Avental branco: estudantes e pessoal de saúde

A Resolução 022 do Ministério do Trabalho chegou ao ponto de considerar que a Covid-19 não constitui um acidente de trabalho ou uma doença ocupacional, que determinam obrigações para os empregadores, incluindo a indenização. Uma nova resolução abriu espaço para o detalhamento de casos onde a exposição à doença pode ser comprovada cientificamente ou por métodos e práticas nacionais.

A Organização Sindical Nacional Única dos Trabalhadores na Saúde (Osuntramsa) condenou a demissão de 2.279 pessoas do Ministério da Saúde (2,8% da folha de pagamento) em meio à crise sanitária. Os cortes vieram principalmente no setor de saúde e educação, em violação aos direitos básicos dos cidadãos.

**Material fornecido:**
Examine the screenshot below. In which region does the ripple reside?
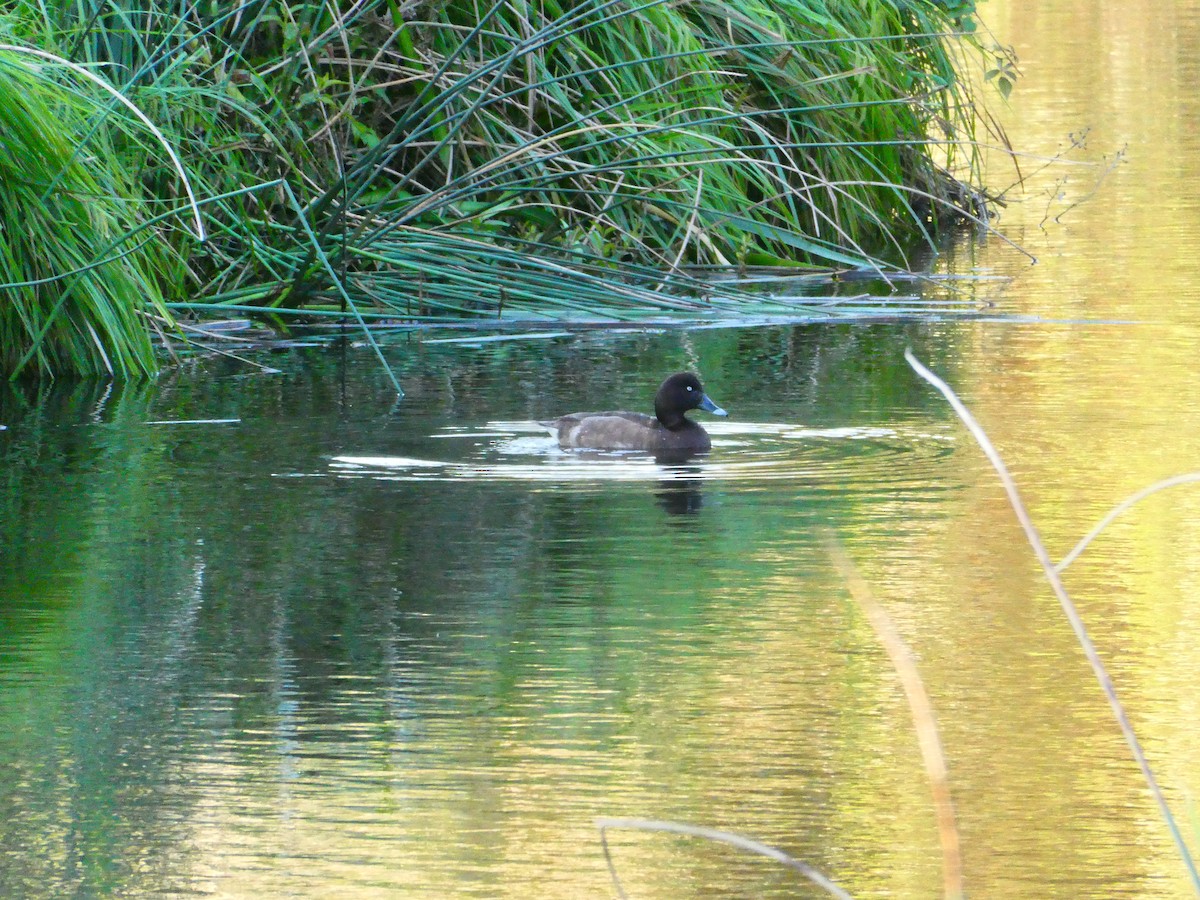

**Exercício:** Copie do texto de origem o trecho que começa em "Avental branco: estudantes" e termina em "e práticas nacionais.".

**Resposta do exercício:**
Avental branco: estudantes e pessoal de saúde

A Resolução 022 do Ministério do Trabalho chegou ao ponto de considerar que a Covid-19 não constitui um acidente de trabalho ou uma doença ocupacional, que determinam obrigações para os empregadores, incluindo a indenização. Uma nova resolução abriu espaço para o detalhamento de casos onde a exposição à doença pode ser comprovada cientificamente ou por métodos e práticas nacionais.